• **Task item**: The line containing "Indicate the fence" marks the start. Return it and every later line of the listing below exactly, ending with the last one.
++++++++
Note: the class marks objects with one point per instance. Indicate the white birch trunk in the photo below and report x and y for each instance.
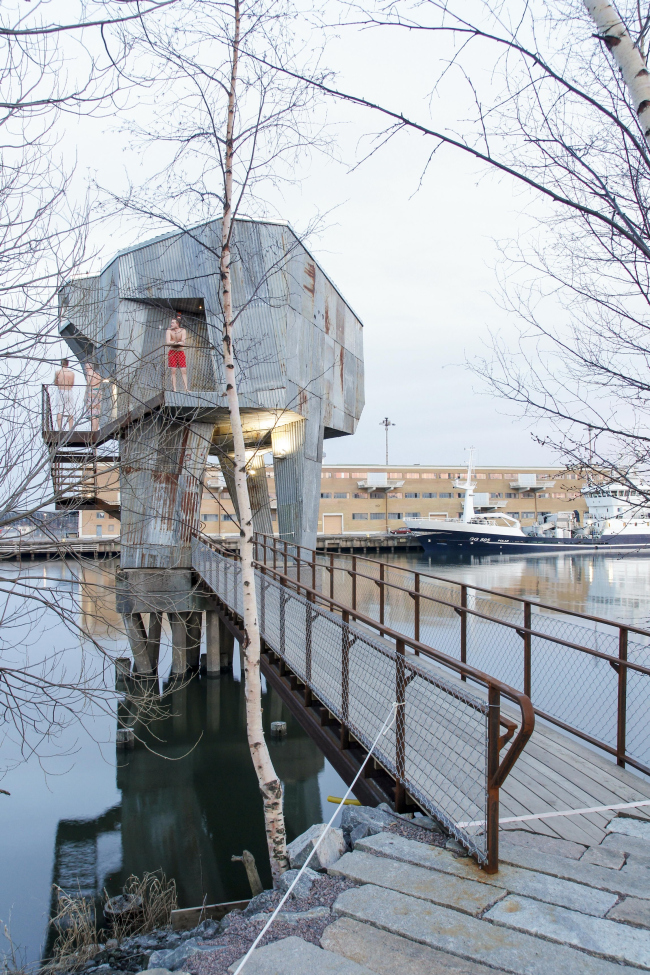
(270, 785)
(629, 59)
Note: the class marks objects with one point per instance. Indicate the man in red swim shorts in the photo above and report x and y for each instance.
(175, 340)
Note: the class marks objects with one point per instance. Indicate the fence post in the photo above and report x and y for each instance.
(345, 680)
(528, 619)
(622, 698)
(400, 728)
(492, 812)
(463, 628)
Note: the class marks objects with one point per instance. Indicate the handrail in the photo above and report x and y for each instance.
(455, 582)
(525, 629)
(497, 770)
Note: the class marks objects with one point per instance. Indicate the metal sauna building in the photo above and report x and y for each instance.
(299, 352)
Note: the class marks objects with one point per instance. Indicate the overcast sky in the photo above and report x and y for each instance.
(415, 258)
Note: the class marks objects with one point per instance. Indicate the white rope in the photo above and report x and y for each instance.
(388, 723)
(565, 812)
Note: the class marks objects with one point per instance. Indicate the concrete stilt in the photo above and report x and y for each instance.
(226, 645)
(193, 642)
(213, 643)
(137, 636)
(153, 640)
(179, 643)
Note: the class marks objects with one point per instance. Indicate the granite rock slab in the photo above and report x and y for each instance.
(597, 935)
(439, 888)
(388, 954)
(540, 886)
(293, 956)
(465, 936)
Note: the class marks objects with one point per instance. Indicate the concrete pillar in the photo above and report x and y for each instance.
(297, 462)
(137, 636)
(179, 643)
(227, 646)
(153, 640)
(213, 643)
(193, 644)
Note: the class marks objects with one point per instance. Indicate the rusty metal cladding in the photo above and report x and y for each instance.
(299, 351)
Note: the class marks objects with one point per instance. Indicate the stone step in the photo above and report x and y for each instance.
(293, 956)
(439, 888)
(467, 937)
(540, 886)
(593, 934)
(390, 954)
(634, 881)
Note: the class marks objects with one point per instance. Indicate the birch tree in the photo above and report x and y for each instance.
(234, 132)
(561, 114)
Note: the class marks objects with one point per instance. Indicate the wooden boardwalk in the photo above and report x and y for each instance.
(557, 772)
++++++++
• **Reply to the exercise**:
Note: the class marks objects with one point per instance. Indicate the fence post in the photo above and report x and y for each instance.
(345, 680)
(528, 619)
(622, 698)
(400, 728)
(492, 812)
(463, 628)
Note: the class marks objects with one point per instance. Indicate the handrail in the photo above and report x and y for each instance.
(455, 582)
(525, 629)
(497, 770)
Note: the class marks objects with one point per instance. Indicate the metal sauna building in the photo above and report x and y for each instance.
(299, 352)
Note: the class marks objects with one point per instance. Indicate the overcast sky in the photo above and report x and y for each instance.
(415, 258)
Note: the class marks objects with one point per instance. Indicate the white rope in the photo above and report x and y for each instance.
(388, 723)
(565, 812)
Note: the class marks objects with one point per instance. Indicate the concrete stilt in the photo above and report x and y for each instance.
(226, 645)
(193, 642)
(213, 643)
(137, 636)
(153, 640)
(179, 643)
Note: the class marks objects with one point per instance. Indicate the granite rock slab in the photo above and report x and y for each instance.
(597, 935)
(439, 888)
(388, 954)
(540, 886)
(293, 956)
(465, 936)
Note: the class marks objects with one point per instance. Indicate the concrete pillar in the photo above and report x and y for each instance.
(297, 462)
(137, 636)
(179, 643)
(227, 646)
(153, 640)
(213, 643)
(193, 644)
Note: the class marks objects with one point per instance. Indicate the rusty metal cladding in the photo above and report x and y for each instance.
(299, 351)
Note: the class marks objects with one point per instance. Indicate the stone step in the photo above and report x and y for each instance.
(293, 956)
(439, 888)
(467, 937)
(540, 886)
(593, 934)
(390, 954)
(634, 881)
Note: the class marks objects with one point per instance. Indicate the birch tree in the photo above and report x and y for each instance.
(234, 132)
(561, 114)
Note: the class marks objects with one point per instance. Indicate the wooden boardwalk in the photo above and report x and y for each instance.
(557, 772)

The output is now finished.